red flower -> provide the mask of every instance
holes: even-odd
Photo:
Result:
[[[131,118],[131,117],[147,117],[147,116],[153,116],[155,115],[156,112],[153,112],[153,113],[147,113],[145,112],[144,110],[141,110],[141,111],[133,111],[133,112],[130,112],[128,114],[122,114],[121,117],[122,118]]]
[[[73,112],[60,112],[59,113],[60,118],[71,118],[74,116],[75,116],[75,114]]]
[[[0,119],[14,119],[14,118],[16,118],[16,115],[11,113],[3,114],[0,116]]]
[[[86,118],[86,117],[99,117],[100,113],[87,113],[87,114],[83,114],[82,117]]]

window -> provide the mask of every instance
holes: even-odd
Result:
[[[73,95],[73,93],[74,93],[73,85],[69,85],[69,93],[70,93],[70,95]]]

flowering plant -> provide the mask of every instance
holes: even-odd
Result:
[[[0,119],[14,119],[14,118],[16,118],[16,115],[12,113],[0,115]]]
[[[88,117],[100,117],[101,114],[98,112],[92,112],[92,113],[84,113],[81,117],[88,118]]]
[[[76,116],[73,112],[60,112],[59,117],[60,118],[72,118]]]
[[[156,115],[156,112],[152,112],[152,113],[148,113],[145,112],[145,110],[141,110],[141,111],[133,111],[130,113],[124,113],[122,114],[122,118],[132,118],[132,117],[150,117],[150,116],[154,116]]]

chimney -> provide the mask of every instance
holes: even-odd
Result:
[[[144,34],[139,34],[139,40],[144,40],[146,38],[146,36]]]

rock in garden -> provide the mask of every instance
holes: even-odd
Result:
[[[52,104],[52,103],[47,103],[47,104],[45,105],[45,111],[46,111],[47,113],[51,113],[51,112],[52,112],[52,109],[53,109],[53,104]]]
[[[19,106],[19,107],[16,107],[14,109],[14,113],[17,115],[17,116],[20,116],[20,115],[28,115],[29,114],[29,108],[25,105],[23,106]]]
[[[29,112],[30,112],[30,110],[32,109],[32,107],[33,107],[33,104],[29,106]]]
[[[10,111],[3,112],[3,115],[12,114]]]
────────────────────────────────────────
What to do: Each line of the data is to be transcribed exactly.

Written response:
red flower -> provide the mask of every instance
holes: even-odd
Photo:
Result:
[[[131,118],[131,117],[147,117],[147,116],[153,116],[155,115],[156,112],[153,112],[153,113],[147,113],[145,112],[144,110],[141,110],[141,111],[133,111],[133,112],[130,112],[128,114],[122,114],[121,117],[122,118]]]
[[[73,112],[60,112],[59,113],[60,118],[71,118],[74,116],[75,116],[75,114]]]
[[[0,119],[14,119],[14,118],[16,118],[16,115],[11,113],[3,114],[0,116]]]
[[[86,118],[86,117],[99,117],[100,113],[87,113],[87,114],[83,114],[82,117]]]

window -> provide the mask of every instance
holes: even-odd
Result:
[[[73,95],[73,93],[74,93],[73,85],[69,85],[69,93],[70,93],[70,95]]]

flowering plant -> provide the mask of every instance
holes: even-odd
Result:
[[[0,119],[14,119],[14,118],[16,118],[16,115],[12,113],[0,115]]]
[[[88,117],[100,117],[101,114],[98,112],[92,112],[92,113],[84,113],[81,117],[88,118]]]
[[[76,116],[73,112],[60,112],[59,117],[60,118],[72,118]]]
[[[156,115],[156,112],[152,112],[152,113],[148,113],[145,112],[145,110],[141,110],[141,111],[133,111],[130,113],[124,113],[122,114],[122,118],[132,118],[132,117],[150,117],[150,116],[154,116]]]

chimney -> provide the mask of every instance
holes: even-odd
Result:
[[[144,34],[139,34],[139,40],[144,40],[146,38],[146,36]]]

rock in garden -> provide the mask of every instance
holes: even-odd
Result:
[[[52,104],[52,103],[47,103],[47,104],[45,105],[45,111],[46,111],[47,113],[51,113],[51,112],[52,112],[52,109],[53,109],[53,104]]]
[[[19,106],[19,107],[16,107],[14,109],[14,113],[17,115],[17,116],[20,116],[20,115],[28,115],[29,114],[29,108],[25,105],[23,106]]]
[[[29,112],[30,112],[30,110],[32,109],[32,107],[33,107],[33,104],[29,106]]]
[[[10,111],[3,112],[3,115],[12,114]]]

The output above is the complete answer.